* **ASSIGNED TASK**
Your answer should be the records, restated word for word.

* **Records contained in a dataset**
Content starts

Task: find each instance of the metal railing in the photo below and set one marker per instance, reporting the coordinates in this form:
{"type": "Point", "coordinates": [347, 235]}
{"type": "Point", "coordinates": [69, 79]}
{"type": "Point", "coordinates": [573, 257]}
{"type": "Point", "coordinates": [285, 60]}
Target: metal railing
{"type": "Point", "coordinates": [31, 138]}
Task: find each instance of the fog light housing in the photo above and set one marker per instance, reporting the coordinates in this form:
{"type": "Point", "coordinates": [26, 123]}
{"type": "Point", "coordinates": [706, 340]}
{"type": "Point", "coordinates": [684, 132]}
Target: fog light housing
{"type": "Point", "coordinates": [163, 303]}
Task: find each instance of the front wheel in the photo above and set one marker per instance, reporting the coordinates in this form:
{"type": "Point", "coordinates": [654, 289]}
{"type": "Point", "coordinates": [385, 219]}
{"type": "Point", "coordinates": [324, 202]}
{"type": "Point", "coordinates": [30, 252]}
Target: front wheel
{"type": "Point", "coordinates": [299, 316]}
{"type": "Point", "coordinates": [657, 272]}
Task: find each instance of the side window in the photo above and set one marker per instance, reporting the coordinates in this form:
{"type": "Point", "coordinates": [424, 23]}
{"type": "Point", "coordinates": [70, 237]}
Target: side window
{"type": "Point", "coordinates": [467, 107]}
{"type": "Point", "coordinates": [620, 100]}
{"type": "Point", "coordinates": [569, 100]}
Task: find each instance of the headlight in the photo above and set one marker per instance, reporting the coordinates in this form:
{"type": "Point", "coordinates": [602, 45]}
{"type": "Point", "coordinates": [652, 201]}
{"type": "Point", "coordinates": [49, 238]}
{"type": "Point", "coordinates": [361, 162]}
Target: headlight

Content ends

* **ANSWER TO THIS TASK**
Task: find each instance of the metal railing in the photo below and set one marker per instance, reporting the coordinates in this form:
{"type": "Point", "coordinates": [347, 235]}
{"type": "Point", "coordinates": [69, 79]}
{"type": "Point", "coordinates": [573, 257]}
{"type": "Point", "coordinates": [285, 60]}
Target: metal railing
{"type": "Point", "coordinates": [31, 138]}
Task: find each instance of the fog light housing in the photo above and set one marker per instance, reporting the coordinates in this form:
{"type": "Point", "coordinates": [26, 123]}
{"type": "Point", "coordinates": [706, 340]}
{"type": "Point", "coordinates": [684, 132]}
Target: fog light housing
{"type": "Point", "coordinates": [163, 303]}
Task: find each instance of the front wheel in the photo above and set one marker per instance, reporting the coordinates in this form:
{"type": "Point", "coordinates": [654, 289]}
{"type": "Point", "coordinates": [385, 219]}
{"type": "Point", "coordinates": [324, 202]}
{"type": "Point", "coordinates": [30, 252]}
Target: front wheel
{"type": "Point", "coordinates": [299, 316]}
{"type": "Point", "coordinates": [657, 272]}
Task: find each instance of the side window in the photo above and set one marker per instance, reporting the coordinates in this form:
{"type": "Point", "coordinates": [424, 23]}
{"type": "Point", "coordinates": [70, 237]}
Target: side window
{"type": "Point", "coordinates": [467, 107]}
{"type": "Point", "coordinates": [620, 100]}
{"type": "Point", "coordinates": [569, 100]}
Task: find each instance of the headlight in the photo above and set one marker per instance, reporting the coordinates in this form:
{"type": "Point", "coordinates": [602, 45]}
{"type": "Point", "coordinates": [652, 201]}
{"type": "Point", "coordinates": [49, 238]}
{"type": "Point", "coordinates": [361, 162]}
Target: headlight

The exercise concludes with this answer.